__Page__:
------------------------------------------------------------
Other schedulers

This chapter provides some instructions to use Flux on a cluster using another Batch Scheduler than PBS.

Run Flux in command line

Most of the requirements to use Flux through a Batch scheduler are actually the same as running Flux in command line. You can refer to this documentation: How to run Flux in command lines?. You’ll see how to set all the mandatory environment variables for:

Memory management (JVM_MEMORY, MEMSIZC3, MEMSIZN3)
Core management (FLUX_NCORES)

and the command line arguments to run Flux (to run a Python file or to run a specific application for example).

We recommend to run Flux using a python script and using non-interactive mode on a cluster. The command line should then looks like this:

# Run Flux
$PATH_TO_FLUX_EXECUTABLE -application $FLUX_APP -runPyInSilentModeAndExit
$YOUR_PYTHON_SCRIPT -batch

Batch scheduler specific settings

Regarding a batch scheduler use for Flux, some additional settings are needed.
------------------------------------------------------------
__Data listing__:
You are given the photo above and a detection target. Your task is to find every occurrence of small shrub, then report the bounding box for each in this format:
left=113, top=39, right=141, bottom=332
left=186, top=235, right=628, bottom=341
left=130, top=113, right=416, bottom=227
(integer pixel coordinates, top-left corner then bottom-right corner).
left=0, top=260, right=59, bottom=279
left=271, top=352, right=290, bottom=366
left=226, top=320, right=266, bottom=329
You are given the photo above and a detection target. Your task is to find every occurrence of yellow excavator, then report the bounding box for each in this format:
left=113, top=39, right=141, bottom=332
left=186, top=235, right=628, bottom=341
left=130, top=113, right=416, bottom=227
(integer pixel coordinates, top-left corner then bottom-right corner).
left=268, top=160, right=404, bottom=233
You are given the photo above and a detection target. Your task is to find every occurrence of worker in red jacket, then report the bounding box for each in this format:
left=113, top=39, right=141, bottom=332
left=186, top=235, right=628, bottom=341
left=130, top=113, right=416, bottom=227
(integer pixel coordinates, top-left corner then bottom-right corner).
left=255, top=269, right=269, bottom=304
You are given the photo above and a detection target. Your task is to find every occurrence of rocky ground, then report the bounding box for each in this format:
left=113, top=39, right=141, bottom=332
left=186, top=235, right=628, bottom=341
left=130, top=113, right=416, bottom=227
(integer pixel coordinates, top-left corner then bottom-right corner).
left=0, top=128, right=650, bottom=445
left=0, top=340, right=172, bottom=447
------------------------------------------------------------
__Problems to solve__:
(1) In the page on running Flux with other schedulers, why are readers pointed to the documentation on running Flux in command lines? Answer in one to three sentences.
(2) Reproduce the passage of the Flux scheduler page from "Other schedulers" to "application for example).".

__The responses__:
(1) Most of the requirements for using Flux through a batch scheduler are the same as for running Flux in command line. That documentation shows how to set the mandatory environment variables for memory management and core management. It also covers the command line arguments for running Flux.

(2)
Other schedulers

This chapter provides some instructions to use Flux on a cluster using another Batch Scheduler than PBS.

Run Flux in command line

Most of the requirements to use Flux through a Batch scheduler are actually the same as running Flux in command line. You can refer to this documentation: How to run Flux in command lines?. You’ll see how to set all the mandatory environment variables for:

Memory management (JVM_MEMORY, MEMSIZC3, MEMSIZN3)
Core management (FLUX_NCORES)

and the command line arguments to run Flux (to run a Python file or to run a specific application for example).